## The data:

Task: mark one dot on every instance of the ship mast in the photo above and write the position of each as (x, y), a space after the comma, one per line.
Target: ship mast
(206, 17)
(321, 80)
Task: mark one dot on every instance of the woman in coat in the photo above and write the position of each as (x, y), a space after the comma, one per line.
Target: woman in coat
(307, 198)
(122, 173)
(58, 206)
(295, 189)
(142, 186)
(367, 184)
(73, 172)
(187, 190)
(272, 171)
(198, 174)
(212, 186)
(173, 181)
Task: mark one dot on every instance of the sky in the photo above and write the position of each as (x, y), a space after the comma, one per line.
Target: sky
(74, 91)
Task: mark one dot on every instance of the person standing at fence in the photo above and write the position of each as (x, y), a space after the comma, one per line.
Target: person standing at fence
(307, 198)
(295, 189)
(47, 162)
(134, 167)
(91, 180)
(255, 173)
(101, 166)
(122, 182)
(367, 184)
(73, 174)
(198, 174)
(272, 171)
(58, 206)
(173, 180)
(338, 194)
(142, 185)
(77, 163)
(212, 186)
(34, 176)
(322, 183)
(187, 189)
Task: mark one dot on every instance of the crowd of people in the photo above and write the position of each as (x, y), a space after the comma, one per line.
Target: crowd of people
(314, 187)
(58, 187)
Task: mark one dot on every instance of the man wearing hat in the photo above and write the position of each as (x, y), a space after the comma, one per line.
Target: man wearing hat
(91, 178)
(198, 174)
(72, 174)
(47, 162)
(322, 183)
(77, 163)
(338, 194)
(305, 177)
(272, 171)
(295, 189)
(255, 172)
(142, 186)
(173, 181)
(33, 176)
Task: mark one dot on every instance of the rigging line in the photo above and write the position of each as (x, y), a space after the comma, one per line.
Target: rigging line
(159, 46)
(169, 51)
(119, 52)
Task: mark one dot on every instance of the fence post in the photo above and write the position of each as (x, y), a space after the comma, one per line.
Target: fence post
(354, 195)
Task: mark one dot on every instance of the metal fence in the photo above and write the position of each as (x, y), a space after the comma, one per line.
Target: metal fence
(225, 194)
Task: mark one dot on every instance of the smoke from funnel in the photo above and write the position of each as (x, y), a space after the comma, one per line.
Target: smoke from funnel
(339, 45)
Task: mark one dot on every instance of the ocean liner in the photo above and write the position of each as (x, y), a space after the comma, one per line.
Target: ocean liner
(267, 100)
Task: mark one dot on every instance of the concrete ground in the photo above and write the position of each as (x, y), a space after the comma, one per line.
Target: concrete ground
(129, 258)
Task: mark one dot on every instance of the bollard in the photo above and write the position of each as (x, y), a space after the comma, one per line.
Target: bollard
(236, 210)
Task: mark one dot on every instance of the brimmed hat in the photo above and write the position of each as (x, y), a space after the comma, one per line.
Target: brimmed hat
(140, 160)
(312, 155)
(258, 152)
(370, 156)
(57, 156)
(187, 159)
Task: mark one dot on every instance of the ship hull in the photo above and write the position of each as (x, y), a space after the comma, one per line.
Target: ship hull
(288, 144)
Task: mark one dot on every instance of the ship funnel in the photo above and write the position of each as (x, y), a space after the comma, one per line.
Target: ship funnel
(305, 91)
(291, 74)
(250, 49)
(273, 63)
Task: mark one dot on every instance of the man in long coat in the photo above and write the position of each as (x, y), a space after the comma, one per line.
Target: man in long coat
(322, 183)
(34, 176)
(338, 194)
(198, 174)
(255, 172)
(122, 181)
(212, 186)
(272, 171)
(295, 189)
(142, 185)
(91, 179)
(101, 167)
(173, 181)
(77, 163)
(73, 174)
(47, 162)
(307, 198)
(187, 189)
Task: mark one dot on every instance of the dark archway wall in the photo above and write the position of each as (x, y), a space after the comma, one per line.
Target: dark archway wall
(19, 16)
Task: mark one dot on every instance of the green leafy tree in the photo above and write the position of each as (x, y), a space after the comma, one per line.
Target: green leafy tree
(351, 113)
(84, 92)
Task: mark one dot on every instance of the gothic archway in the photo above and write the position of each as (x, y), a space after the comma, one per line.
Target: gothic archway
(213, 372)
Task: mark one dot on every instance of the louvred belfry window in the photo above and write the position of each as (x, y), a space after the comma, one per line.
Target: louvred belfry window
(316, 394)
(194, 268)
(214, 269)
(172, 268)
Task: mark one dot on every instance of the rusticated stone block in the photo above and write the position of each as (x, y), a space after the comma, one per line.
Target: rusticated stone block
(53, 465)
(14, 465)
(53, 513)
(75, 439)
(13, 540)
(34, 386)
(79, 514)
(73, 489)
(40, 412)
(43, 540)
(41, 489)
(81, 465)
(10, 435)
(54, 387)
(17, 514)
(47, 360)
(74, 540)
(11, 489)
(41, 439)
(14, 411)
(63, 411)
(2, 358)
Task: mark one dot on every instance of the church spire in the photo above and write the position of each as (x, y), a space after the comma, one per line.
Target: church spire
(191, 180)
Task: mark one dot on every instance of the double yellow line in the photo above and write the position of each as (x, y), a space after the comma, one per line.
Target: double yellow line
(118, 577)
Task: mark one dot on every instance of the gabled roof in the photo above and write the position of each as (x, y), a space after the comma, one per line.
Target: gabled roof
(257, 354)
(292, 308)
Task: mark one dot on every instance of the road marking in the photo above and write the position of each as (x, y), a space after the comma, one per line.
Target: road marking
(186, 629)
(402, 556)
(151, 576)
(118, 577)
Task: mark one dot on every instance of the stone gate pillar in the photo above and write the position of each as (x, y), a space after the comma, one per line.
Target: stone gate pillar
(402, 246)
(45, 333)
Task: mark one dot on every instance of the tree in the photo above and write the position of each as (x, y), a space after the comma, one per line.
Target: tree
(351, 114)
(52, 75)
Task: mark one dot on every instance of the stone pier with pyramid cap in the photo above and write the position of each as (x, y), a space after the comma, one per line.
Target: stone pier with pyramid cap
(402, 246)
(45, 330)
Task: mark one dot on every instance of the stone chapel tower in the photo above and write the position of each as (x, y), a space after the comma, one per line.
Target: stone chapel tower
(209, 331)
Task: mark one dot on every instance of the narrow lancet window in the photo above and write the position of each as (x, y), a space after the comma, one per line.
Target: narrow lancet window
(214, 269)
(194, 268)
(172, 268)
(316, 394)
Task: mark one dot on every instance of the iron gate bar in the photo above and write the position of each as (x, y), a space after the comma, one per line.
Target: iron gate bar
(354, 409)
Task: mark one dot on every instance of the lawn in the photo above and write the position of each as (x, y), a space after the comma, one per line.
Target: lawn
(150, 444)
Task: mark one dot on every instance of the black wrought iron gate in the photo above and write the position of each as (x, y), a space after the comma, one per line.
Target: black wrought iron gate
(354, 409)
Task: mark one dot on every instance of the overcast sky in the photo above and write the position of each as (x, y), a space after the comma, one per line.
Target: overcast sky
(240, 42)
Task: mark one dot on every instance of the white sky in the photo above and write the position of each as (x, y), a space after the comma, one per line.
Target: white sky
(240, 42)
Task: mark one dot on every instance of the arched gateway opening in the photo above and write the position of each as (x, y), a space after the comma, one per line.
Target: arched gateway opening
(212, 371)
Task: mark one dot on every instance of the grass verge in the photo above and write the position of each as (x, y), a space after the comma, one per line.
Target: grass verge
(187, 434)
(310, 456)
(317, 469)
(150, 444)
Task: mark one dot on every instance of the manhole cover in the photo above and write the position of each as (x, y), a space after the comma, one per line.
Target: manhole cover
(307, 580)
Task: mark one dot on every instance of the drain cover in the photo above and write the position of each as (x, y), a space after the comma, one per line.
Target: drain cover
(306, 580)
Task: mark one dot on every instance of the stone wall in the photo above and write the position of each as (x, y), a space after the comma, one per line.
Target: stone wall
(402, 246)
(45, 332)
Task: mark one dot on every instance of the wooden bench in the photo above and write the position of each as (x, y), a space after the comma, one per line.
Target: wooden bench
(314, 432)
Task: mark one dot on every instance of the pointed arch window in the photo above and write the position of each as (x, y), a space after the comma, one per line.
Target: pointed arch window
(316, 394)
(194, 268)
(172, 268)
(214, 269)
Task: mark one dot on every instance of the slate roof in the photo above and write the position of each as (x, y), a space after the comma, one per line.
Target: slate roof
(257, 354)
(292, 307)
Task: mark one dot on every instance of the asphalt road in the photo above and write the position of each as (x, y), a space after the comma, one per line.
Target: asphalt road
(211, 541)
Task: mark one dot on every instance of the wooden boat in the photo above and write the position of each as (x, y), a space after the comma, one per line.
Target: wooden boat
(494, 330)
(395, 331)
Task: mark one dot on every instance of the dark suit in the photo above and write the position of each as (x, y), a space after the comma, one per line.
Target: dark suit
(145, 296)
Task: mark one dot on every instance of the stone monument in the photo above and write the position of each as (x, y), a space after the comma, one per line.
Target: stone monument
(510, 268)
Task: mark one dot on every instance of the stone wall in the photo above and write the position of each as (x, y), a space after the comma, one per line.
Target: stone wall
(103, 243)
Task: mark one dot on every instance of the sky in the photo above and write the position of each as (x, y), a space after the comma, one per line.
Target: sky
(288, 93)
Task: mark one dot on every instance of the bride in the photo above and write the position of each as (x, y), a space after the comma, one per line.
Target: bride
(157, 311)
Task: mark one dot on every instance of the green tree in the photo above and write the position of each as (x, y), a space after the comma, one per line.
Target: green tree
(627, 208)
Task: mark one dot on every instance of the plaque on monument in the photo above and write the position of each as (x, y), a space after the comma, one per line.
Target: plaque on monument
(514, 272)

## Task prompt:
Retype nothing except the lines from the line holding "Task: mark one dot on every instance of the slate" through the last line of the entries, both included.

## Answer:
Task: mark one dot on every instance of the slate roof in the photo above and write the position of each as (x, y), a space after the comma, one per line.
Target: slate roof
(257, 354)
(292, 307)
Task: mark one dot on every instance of the asphalt road in the photo above and write the position of each as (x, y), a space after the comma, one per line.
Target: asphalt road
(211, 541)
Task: mark one dot on every instance of the wooden boat in the photo above and write the position of each as (x, y), a space after the comma, one per line.
Target: wooden boat
(494, 330)
(395, 331)
Task: mark one dot on every instance of the dark suit in the photo above and write the position of each as (x, y), a space after the comma, one per line.
Target: dark suit
(145, 296)
Task: mark one dot on every instance of the stone monument in the photo above and write the position of each as (x, y), a space after the comma, one per line.
Target: stone monument
(510, 268)
Task: mark one dot on every instance of the stone wall in the photo above and write the position of each as (x, y), a space after the comma, one per line.
Target: stone wall
(103, 243)
Task: mark one dot on every instance of the sky in the photo above and write the position of each as (x, y), a space after the comma, one per line.
Target: sky
(288, 93)
Task: mark one dot on every instance of the bride in the photo above and write the position of each as (x, y), a space after the comma, one per line.
Target: bride
(157, 311)
Task: mark one dot on every instance of the green tree in the photo above and write the position of each as (x, y), a space after the comma, one per line.
Target: green tree
(627, 208)
Task: mark one dot on every instance of the plaque on monument in the photo above and write the position of each as (x, y), a space after the comma, one per line.
Target: plaque on monument
(514, 272)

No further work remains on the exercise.